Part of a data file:
^^^^^^^^^^^^^^^^

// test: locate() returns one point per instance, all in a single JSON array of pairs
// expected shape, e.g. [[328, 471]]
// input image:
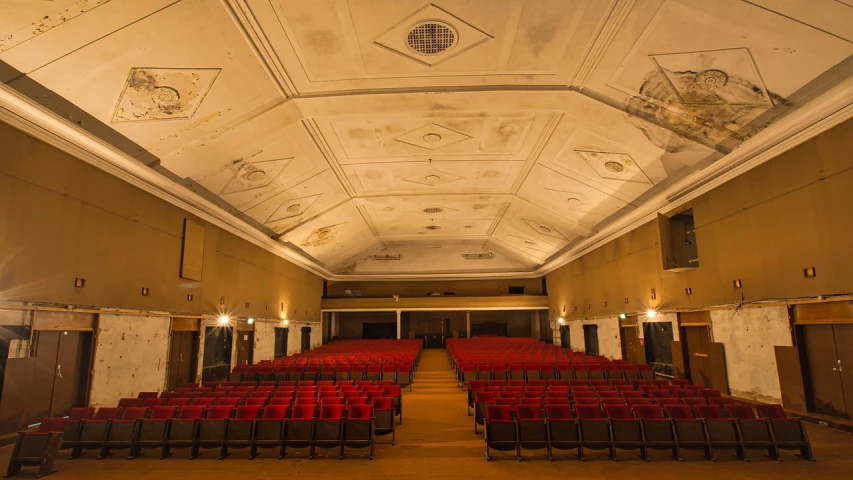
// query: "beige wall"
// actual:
[[64, 219], [763, 228], [467, 288]]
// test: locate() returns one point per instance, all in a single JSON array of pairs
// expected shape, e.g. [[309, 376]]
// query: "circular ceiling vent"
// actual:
[[431, 38]]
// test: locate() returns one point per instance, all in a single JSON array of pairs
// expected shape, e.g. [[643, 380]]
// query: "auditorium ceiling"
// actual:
[[412, 139]]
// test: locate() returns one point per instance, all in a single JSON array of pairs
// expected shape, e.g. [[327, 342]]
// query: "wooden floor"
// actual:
[[437, 439]]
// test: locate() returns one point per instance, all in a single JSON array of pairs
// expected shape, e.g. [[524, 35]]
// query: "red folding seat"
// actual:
[[38, 448], [228, 401], [239, 429], [328, 427], [203, 401], [689, 431], [722, 431], [358, 429], [788, 433], [755, 432], [658, 431], [500, 429], [299, 429], [532, 429], [121, 433], [152, 431], [92, 430], [182, 430], [257, 401], [269, 430], [562, 430], [383, 413], [594, 429], [128, 402], [71, 430], [210, 431]]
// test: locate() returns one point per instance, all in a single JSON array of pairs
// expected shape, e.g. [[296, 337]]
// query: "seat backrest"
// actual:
[[128, 402], [559, 412], [587, 412], [274, 412], [679, 412], [52, 424], [648, 412], [107, 413], [81, 413], [529, 412], [383, 403], [134, 413], [162, 412], [741, 412], [709, 412], [360, 412], [247, 412], [191, 413], [331, 412], [773, 411], [498, 413]]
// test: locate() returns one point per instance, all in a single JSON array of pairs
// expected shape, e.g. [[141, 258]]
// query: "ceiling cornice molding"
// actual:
[[34, 120], [825, 112]]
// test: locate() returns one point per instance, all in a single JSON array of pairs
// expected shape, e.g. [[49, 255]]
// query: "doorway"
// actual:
[[183, 358], [565, 340], [830, 366], [632, 349], [281, 342], [306, 338], [216, 364], [658, 337], [49, 382], [590, 339]]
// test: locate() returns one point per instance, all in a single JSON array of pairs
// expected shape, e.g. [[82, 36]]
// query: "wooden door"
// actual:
[[844, 351], [73, 361], [823, 366], [245, 347]]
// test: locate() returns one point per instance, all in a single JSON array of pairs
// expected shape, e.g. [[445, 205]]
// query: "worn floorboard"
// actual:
[[437, 440]]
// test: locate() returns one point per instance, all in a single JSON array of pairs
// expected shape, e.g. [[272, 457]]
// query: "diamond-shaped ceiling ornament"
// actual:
[[432, 137], [714, 77], [292, 208], [432, 178], [614, 166], [254, 175], [431, 36]]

^^^^^^^^^^^^^^^^

TO DO » Quote all the records verbatim, dropping any pictures from your copy.

TASK ANSWER »
// test: locate() returns one point per instance, all in a single JSON array of pairs
// expected shape, e.g. [[328, 471]]
// input image:
// query: "beige wall"
// actual:
[[64, 219], [763, 228], [467, 288]]
// test: locate() returns one point per instance, all in a single JSON array of pairs
// expected shape, e.g. [[309, 376]]
// query: "circular ceiling vent"
// actual:
[[431, 38]]
// test: locate() returns one point per instance, all in a single JSON array of pairs
// expected shape, e.g. [[643, 380]]
// query: "auditorium ceiling"
// actual:
[[412, 139]]
// test: locate() returns one point per instance, all in a single JSON array of pairs
// expected shape, e.g. [[327, 342]]
// query: "wooden floor"
// actual:
[[437, 439]]
// test: locate() returns one point per instance, all in a single JSON array of pairs
// expected shape, e.g. [[524, 35]]
// query: "red folding seat"
// actual:
[[38, 448], [228, 401], [239, 429], [328, 427], [203, 401], [689, 431], [722, 431], [358, 429], [788, 433], [755, 432], [658, 431], [500, 429], [299, 429], [532, 429], [121, 433], [152, 431], [92, 430], [182, 430], [257, 401], [269, 430], [562, 430], [383, 413], [594, 429], [128, 402], [71, 430], [210, 431]]
// test: locate() returns one point per instance, all in a single JSON array of pairs
// expected shape, e.g. [[296, 337]]
// query: "seat backrest"
// actual:
[[128, 402], [559, 412], [587, 412], [274, 412], [679, 412], [52, 424], [648, 412], [107, 413], [81, 413], [529, 412], [383, 403], [134, 413], [162, 412], [741, 412], [709, 412], [360, 412], [247, 412], [191, 413], [331, 412], [773, 411], [498, 413]]
// test: locate() returns one point per instance, all in a single JSON array of pairs
// expected shape, e.g. [[141, 258]]
// query: "ceiling cornice molding"
// actual:
[[34, 120], [825, 112]]
// test: locate() returns one point per instance, all in a single JSON array of pairs
// expected shape, e.g. [[49, 255]]
// query: "doorway"
// actual:
[[183, 358], [565, 340], [830, 366], [632, 349], [281, 342], [306, 338], [216, 364], [658, 337], [49, 382], [590, 339]]
// test: locate() returns one point per instance, all in a single JSON array of pairs
// expected shape, e.g. [[82, 36]]
// query: "wooden door"
// actual:
[[844, 351], [73, 361], [823, 366], [245, 347]]
// test: locate() returns one point per instance, all in a single JSON array of pairs
// expected shape, e.g. [[445, 205]]
// query: "worn floorboard"
// actual:
[[437, 440]]
// test: locate() returns one point per instance, all in a single JSON array of pairs
// expected shape, e.g. [[272, 457]]
// query: "diamond-shaped ceiling ornament"
// actual:
[[432, 137], [714, 77], [292, 208], [432, 178], [614, 166], [254, 175], [431, 36]]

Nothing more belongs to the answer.